UKRAINE/ARMÉNIE : Émotion à GÉOMÉTRIE VARIABLE de l’Occident – Par Roland LOMBARDI
septembre 24, 2022
De nouveaux affrontements ont opposé l’Arménie et l’Azerbaïdjan. Or, dans le contexte du conflit ukrainien, les timides appels au cessez-le-feu des dirigeants et médias occidentaux confirment l’incohérence morale et géopolitique de l’Occident.
Dans la nuit du 12 au 13 septembre dernier, l’armée azérie a lancé une offensive sur différents points de la frontière avec l’Arménie. En quelques heures et avant que ne soit décrété un cessez-le-feu le 14 septembre au soir, les forces azerbaïdjanaises ont avancé sur au moins 10 km2 dans le territoire de la République d’Arménie. Les combats ont provoqué d’importants dommages matériels et la mort d’une centaine de soldats arméniens selon Erevan.

▶ **CONSIGNES ÉCRITES**
A) Pouvez-vous recopier l'article en commençant par « UKRAINE/ARMÉNIE : Émotion » et en poursuivant jusqu'à « géopolitique de l’Occident. », en substituant « l’Europe » à « l’Occident » ?
B) D'après l'article :
(i) Quelle date porte-t-il ?
(ii) Au cours de quelle nuit l'armée azérie a-t-elle lancé son offensive ?
(iii) Combien de soldats arméniens sont morts selon Erevan ?

▶ **DONNÉES EXTRAITES**
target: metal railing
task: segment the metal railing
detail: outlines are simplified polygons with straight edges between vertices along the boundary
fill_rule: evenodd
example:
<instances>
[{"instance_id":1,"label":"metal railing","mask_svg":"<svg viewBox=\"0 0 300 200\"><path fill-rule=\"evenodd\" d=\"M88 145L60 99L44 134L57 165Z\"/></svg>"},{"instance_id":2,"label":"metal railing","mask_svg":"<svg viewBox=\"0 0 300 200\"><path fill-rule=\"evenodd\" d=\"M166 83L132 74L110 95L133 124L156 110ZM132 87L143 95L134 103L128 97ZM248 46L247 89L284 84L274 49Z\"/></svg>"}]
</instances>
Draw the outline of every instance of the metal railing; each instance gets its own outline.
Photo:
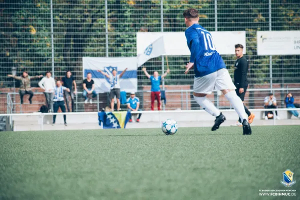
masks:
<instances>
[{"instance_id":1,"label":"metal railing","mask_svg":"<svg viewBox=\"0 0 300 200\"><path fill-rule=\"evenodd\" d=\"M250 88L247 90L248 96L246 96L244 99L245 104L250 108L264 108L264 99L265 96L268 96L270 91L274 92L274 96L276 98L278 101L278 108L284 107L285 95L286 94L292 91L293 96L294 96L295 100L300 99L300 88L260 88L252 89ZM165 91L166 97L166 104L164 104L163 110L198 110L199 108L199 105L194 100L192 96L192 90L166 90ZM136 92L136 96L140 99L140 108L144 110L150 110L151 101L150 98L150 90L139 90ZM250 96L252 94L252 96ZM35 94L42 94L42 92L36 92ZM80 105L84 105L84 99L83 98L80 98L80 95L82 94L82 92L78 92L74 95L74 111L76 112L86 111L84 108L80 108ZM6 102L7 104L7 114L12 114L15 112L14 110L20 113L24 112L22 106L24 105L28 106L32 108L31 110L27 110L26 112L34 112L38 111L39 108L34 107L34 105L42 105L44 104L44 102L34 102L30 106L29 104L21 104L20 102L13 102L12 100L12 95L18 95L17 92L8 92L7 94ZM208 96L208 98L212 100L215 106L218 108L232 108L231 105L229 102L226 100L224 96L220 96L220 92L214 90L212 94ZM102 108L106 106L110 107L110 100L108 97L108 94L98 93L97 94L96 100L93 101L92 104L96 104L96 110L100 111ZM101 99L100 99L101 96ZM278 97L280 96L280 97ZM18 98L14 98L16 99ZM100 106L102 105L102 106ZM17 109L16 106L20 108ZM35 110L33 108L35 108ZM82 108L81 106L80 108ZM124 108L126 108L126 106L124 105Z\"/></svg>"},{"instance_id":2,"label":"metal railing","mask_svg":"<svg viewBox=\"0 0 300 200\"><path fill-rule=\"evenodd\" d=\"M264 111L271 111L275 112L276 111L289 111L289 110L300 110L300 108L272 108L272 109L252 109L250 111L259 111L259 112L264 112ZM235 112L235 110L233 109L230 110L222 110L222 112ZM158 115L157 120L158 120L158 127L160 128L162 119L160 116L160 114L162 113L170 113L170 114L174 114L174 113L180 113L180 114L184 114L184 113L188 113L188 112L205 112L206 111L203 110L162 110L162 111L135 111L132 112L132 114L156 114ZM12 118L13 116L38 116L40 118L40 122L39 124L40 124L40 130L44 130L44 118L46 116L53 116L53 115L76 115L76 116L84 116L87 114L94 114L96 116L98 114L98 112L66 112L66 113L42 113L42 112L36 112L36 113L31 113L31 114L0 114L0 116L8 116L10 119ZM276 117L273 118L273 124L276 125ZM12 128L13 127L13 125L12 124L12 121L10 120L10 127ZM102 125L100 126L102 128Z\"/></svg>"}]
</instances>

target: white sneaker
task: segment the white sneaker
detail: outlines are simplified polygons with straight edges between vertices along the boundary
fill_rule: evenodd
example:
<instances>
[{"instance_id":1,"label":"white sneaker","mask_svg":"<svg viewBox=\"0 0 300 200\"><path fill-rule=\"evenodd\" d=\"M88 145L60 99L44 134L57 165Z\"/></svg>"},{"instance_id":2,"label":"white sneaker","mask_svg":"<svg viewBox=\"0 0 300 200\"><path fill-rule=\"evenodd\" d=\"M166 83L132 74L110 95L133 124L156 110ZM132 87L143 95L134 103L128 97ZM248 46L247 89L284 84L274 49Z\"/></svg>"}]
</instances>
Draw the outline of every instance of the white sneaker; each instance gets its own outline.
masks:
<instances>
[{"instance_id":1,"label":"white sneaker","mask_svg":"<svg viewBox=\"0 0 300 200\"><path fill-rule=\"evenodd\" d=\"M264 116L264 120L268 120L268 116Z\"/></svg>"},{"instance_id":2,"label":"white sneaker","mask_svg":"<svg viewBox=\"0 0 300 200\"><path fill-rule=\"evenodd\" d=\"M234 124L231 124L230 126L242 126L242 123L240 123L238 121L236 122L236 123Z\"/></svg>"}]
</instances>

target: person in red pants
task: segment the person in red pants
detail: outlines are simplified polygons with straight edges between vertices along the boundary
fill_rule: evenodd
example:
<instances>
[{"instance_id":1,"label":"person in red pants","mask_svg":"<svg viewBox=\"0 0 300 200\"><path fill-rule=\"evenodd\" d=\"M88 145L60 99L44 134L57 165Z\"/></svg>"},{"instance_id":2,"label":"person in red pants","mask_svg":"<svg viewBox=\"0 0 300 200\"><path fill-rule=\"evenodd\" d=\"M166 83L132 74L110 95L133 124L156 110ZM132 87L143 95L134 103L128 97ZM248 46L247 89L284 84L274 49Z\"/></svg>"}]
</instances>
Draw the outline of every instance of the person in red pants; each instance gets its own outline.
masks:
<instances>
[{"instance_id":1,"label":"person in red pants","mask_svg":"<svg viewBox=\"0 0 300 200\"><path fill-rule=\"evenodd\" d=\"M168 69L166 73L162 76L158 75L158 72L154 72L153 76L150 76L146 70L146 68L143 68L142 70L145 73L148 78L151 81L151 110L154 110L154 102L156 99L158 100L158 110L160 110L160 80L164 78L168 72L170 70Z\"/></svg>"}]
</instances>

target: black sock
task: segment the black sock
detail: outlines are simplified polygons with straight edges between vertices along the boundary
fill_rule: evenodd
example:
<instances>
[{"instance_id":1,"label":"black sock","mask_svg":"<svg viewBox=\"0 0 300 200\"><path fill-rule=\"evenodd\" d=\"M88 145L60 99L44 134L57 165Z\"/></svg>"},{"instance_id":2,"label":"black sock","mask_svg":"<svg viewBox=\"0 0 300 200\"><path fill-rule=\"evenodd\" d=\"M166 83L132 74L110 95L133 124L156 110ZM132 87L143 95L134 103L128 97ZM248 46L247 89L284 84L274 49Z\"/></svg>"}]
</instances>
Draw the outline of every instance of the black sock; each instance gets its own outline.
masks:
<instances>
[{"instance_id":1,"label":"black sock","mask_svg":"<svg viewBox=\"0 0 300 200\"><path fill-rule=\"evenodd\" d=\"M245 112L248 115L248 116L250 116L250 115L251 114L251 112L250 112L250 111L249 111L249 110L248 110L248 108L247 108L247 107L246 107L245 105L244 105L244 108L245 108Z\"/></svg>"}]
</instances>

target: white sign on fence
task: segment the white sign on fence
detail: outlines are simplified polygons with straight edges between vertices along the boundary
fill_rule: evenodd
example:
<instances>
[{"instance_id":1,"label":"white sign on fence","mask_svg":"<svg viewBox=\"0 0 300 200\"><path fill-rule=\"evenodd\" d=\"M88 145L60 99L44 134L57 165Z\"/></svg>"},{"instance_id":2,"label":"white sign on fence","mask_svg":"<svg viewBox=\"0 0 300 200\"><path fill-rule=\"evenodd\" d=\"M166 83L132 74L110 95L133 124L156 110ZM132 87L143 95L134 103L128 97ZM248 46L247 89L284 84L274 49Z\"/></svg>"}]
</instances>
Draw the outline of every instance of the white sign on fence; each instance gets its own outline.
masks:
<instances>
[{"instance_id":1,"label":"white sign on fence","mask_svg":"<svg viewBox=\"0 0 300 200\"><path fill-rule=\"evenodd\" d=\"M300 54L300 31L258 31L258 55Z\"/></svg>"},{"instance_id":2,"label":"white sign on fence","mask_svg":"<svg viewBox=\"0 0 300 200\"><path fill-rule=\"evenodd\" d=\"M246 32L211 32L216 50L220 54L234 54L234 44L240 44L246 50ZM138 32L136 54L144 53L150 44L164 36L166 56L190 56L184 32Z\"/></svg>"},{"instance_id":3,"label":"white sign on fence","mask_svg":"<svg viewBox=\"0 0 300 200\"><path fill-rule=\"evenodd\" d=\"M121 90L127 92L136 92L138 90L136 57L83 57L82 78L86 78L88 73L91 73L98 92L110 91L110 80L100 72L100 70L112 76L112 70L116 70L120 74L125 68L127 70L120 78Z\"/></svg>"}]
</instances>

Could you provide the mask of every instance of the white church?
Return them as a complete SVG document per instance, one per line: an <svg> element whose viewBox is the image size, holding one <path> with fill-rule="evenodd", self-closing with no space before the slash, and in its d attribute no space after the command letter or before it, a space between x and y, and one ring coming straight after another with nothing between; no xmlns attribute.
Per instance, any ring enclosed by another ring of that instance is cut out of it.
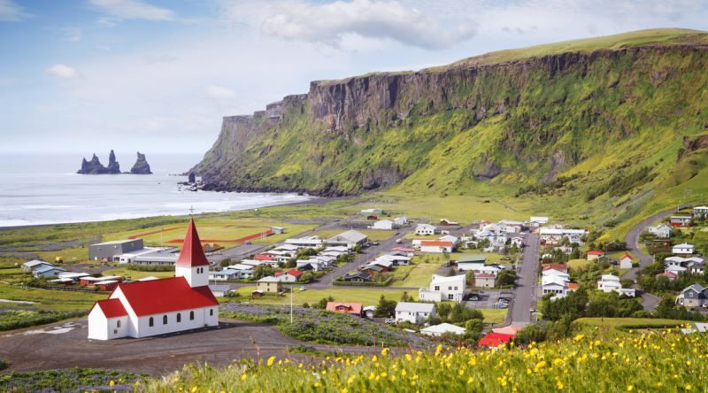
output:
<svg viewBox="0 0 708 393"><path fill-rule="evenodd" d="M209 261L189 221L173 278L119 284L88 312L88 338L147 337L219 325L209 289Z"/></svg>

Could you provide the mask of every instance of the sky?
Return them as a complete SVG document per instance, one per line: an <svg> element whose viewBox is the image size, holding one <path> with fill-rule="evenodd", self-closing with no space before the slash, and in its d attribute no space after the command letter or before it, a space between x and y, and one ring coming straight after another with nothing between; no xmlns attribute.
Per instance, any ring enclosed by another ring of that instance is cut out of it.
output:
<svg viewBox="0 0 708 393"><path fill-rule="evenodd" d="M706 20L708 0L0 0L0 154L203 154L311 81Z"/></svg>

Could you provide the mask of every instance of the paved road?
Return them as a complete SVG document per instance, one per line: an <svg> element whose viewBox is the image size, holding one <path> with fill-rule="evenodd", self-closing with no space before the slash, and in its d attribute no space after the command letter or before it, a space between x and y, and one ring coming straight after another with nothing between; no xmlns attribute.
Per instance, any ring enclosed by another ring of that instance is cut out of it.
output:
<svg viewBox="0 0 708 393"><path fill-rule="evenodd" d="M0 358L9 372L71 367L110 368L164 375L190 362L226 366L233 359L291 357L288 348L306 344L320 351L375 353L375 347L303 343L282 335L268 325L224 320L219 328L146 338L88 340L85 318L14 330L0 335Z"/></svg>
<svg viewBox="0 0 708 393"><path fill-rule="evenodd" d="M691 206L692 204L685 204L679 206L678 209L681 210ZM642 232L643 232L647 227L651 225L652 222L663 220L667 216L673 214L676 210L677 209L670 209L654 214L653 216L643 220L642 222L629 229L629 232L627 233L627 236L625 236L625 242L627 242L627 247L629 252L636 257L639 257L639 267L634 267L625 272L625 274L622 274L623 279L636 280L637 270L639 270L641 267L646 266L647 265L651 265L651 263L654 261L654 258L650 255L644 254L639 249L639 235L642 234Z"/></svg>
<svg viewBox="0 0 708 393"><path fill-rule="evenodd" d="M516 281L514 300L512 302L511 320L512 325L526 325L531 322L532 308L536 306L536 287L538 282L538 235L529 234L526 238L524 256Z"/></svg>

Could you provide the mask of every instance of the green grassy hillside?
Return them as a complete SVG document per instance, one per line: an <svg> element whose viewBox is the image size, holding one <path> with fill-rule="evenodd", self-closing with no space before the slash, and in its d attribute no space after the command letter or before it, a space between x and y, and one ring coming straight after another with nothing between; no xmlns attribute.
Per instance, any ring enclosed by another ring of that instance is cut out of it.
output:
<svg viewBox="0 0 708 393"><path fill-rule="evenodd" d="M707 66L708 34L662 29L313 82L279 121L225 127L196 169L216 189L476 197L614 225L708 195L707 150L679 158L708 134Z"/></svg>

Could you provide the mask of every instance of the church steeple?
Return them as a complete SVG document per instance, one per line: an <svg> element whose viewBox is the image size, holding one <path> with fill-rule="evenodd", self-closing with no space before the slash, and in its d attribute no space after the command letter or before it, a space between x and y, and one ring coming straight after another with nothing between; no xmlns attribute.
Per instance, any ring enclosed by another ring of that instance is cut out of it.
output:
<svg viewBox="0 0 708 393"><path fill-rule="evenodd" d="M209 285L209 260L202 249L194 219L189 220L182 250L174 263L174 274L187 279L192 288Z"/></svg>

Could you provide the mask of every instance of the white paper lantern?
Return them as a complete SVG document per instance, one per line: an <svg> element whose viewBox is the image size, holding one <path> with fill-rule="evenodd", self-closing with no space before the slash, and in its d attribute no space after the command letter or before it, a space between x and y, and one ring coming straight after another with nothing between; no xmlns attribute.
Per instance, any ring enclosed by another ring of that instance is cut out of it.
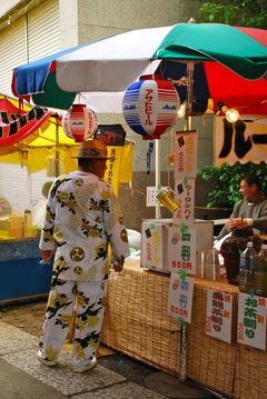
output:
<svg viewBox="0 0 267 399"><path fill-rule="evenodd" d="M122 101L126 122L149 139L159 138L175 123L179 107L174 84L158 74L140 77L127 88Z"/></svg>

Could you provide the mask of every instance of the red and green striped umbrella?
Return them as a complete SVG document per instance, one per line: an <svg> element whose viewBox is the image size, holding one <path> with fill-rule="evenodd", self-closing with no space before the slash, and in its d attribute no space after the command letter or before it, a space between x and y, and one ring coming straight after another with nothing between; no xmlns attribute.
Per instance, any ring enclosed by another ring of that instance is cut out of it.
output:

▶ **RÉPONSES ATTENDUES**
A)
UKRAINE/ARMÉNIE : Émotion à GÉOMÉTRIE VARIABLE de l’Europe – Par Roland LOMBARDI
septembre 24, 2022
De nouveaux affrontements ont opposé l’Arménie et l’Azerbaïdjan. Or, dans le contexte du conflit ukrainien, les timides appels au cessez-le-feu des dirigeants et médias occidentaux confirment l’incohérence morale et géopolitique de l’Europe.

B)
(i) Le 24 septembre 2022.
(ii) La nuit du 12 au 13 septembre.
(iii) Une centaine.